• EXERCISE PROMPT: Recast the records below as a JSON list of strings, one string for each line and no blank lines, covering every record. Leave the pictures out of the list.

• MATERIALS PROVIDED:
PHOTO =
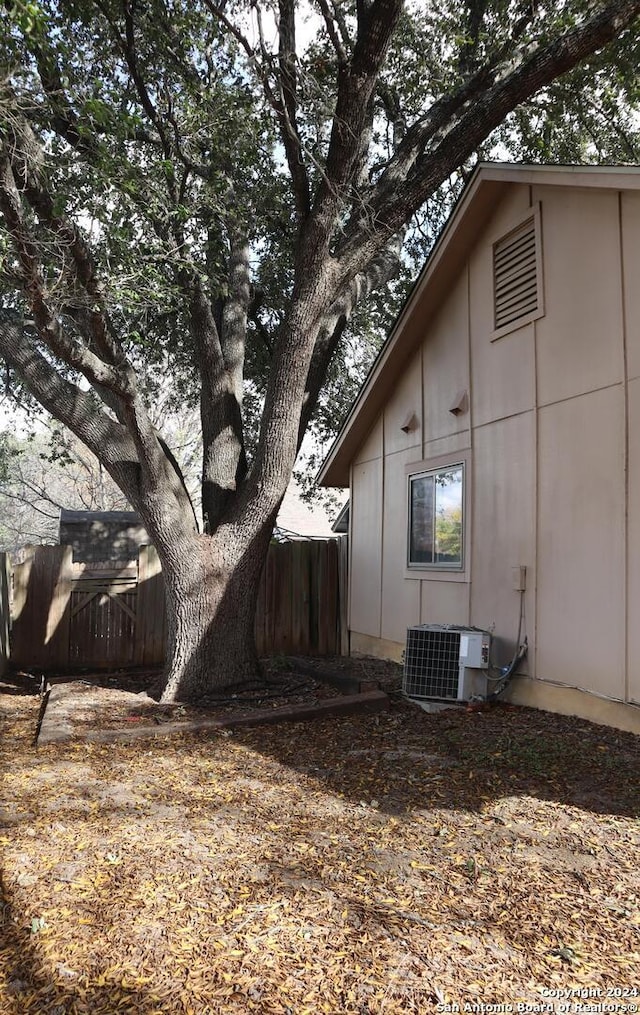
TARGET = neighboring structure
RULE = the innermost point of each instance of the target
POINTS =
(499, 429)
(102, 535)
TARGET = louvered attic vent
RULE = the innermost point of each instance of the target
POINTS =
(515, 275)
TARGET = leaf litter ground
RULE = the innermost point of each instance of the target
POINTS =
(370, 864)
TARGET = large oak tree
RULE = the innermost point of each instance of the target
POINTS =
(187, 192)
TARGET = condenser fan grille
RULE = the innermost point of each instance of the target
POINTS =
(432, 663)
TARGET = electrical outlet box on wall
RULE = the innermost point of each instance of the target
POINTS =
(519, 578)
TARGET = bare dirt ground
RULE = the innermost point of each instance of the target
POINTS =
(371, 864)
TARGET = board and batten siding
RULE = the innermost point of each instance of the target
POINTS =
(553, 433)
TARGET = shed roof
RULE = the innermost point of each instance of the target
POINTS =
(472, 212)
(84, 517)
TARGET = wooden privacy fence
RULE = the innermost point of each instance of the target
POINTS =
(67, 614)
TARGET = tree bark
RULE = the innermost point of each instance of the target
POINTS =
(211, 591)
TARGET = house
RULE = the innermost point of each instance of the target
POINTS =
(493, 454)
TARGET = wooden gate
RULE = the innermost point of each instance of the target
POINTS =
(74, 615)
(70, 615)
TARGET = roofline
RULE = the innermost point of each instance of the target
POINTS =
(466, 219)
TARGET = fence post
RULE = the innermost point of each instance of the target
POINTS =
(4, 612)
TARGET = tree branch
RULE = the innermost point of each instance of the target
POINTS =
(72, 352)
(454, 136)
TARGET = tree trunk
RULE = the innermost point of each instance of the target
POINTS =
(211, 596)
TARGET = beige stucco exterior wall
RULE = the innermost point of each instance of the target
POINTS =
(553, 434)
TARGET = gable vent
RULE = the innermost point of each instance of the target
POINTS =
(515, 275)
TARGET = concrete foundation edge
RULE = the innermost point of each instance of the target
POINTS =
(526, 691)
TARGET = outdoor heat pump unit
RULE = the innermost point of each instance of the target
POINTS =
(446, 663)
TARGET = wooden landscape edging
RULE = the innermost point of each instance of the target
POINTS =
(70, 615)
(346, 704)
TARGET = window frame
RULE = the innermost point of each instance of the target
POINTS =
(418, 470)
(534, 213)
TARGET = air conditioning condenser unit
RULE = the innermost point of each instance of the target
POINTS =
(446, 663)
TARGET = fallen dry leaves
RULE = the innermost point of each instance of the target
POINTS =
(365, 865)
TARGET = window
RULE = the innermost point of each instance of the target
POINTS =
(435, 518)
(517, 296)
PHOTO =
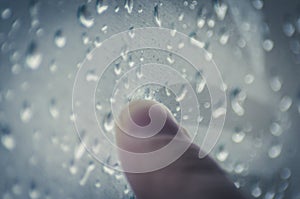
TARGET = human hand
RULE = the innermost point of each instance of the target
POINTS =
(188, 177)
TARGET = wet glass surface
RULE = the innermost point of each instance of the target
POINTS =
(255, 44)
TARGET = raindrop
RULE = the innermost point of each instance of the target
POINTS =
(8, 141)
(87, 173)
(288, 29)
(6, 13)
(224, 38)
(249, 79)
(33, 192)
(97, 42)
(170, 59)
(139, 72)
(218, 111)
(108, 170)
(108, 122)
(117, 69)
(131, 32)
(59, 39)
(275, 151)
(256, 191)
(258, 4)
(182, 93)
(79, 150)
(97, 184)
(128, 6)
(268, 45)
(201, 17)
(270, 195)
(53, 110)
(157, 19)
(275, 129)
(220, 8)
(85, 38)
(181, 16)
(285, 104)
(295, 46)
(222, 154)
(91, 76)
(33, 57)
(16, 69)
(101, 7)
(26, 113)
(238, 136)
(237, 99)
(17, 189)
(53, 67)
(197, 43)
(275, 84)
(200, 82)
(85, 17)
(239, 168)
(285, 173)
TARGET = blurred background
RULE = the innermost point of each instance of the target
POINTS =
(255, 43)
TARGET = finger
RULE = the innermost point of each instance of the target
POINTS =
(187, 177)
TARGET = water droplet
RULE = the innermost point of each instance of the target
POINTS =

• TASK RESULT:
[
  "PHOTO =",
  "TARGET = neighboring structure",
  "RULE = the innermost point of each instance of the target",
  "POINTS =",
  "(499, 429)",
  "(102, 535)",
  "TARGET = louvered attic vent",
  "RULE = the innermost point of each instance of the target",
  "POINTS =",
  "(515, 275)",
  "TARGET = leaf litter ground",
  "RULE = the innermost point of each instance of the target",
  "POINTS =",
  "(370, 864)",
  "TARGET = large oak tree",
  "RULE = the innermost point of each instance of the target",
  "POINTS =",
  "(187, 192)",
  "TARGET = condenser fan grille",
  "RULE = the innermost point of each instance of the target",
  "POINTS =",
  "(432, 663)",
  "TARGET = electrical outlet box on wall",
  "RULE = the innermost point of each instance of the target",
  "POINTS =",
  "(519, 578)",
  "TARGET = bare dirt ground",
  "RULE = the innermost point of each instance of the target",
  "POINTS =",
  "(371, 864)",
  "TARGET = board and batten siding",
  "RULE = the innermost point of each instance of the target",
  "POINTS =",
  "(553, 433)",
  "TARGET = shed roof",
  "RULE = the innermost point of each instance of the target",
  "POINTS =",
  "(472, 212)",
  "(84, 517)",
  "TARGET = wooden privacy fence",
  "RULE = the innermost point of each instance of the target",
  "POINTS =",
  "(67, 614)",
  "TARGET = tree bark",
  "RULE = the innermost point of each instance of the target",
  "POINTS =",
  "(211, 591)",
  "TARGET = house",
  "RULE = the innermost point of each instance of the target",
  "POINTS =",
  "(493, 454)",
  "TARGET = wooden gate",
  "RULE = the innermost point of each instance of the target",
  "POINTS =",
  "(74, 615)",
  "(70, 615)",
  "TARGET = roofline",
  "RULE = the innermost point of each instance of the target",
  "POINTS =",
  "(466, 219)",
  "TARGET = fence post",
  "RULE = the innermost point of each instance of the target",
  "POINTS =",
  "(4, 612)",
  "TARGET = tree branch",
  "RULE = the innermost point of each instance of the target",
  "POINTS =",
  "(72, 352)",
  "(454, 136)",
  "TARGET = tree trunk",
  "RULE = the innermost point of each instance of the target",
  "POINTS =",
  "(211, 596)",
  "TARGET = beige stucco exterior wall",
  "RULE = the innermost point of each instance of the target",
  "POINTS =",
  "(553, 434)",
  "TARGET = gable vent",
  "RULE = the innermost point of each instance of the target",
  "POINTS =",
  "(515, 275)",
  "TARGET = concrete foundation edge",
  "RULE = the innermost point of each instance of the target",
  "POINTS =",
  "(526, 691)",
  "TARGET = outdoor heat pump unit",
  "RULE = the innermost point of each instance of the target",
  "POINTS =",
  "(446, 663)",
  "TARGET = wooden landscape edging",
  "RULE = the innermost point of each instance of the target",
  "POINTS =",
  "(70, 615)",
  "(346, 704)",
  "TARGET = window frame",
  "RULE = the innermost point of each instance of the target",
  "POINTS =",
  "(418, 470)",
  "(534, 213)",
  "TARGET = air conditioning condenser unit",
  "RULE = the innermost point of each instance of the target",
  "POINTS =",
  "(446, 663)",
  "TARGET = fallen dry leaves",
  "RULE = the innermost point of each instance of the target",
  "POINTS =",
  "(365, 865)",
  "TARGET = window",
  "RULE = the innermost point of each instance of the target",
  "POINTS =",
  "(435, 518)",
  "(517, 296)",
  "PHOTO =",
  "TARGET = human hand",
  "RULE = the innermost point of each instance of the target",
  "POINTS =",
  "(188, 177)",
  "TARGET = wet glass surface",
  "RULE = the innermost point of each instance of the target",
  "POINTS =",
  "(255, 44)",
  "TARGET = raindrop",
  "RULE = the innermost point of each instance of the target",
  "POINTS =",
  "(8, 141)",
  "(87, 173)",
  "(288, 29)",
  "(6, 13)",
  "(224, 38)",
  "(249, 79)",
  "(33, 192)",
  "(97, 42)",
  "(170, 59)",
  "(139, 72)",
  "(218, 111)",
  "(108, 170)",
  "(108, 122)",
  "(117, 69)",
  "(131, 32)",
  "(59, 39)",
  "(275, 151)",
  "(256, 191)",
  "(258, 4)",
  "(182, 93)",
  "(79, 150)",
  "(97, 184)",
  "(128, 6)",
  "(268, 45)",
  "(201, 17)",
  "(270, 195)",
  "(53, 110)",
  "(157, 19)",
  "(275, 129)",
  "(220, 8)",
  "(85, 38)",
  "(181, 16)",
  "(285, 104)",
  "(295, 46)",
  "(222, 154)",
  "(91, 76)",
  "(33, 57)",
  "(16, 69)",
  "(101, 7)",
  "(26, 113)",
  "(238, 136)",
  "(237, 99)",
  "(17, 189)",
  "(53, 67)",
  "(197, 43)",
  "(275, 84)",
  "(200, 82)",
  "(85, 17)",
  "(239, 168)",
  "(285, 173)",
  "TARGET = blurred background",
  "RULE = the innermost point of each instance of the target",
  "POINTS =",
  "(255, 43)",
  "TARGET = finger",
  "RULE = the innermost point of each instance of the target",
  "POINTS =",
  "(187, 177)",
  "TARGET = water droplet",
  "RULE = the innermost point of each instance of the target",
  "POINTS ="
]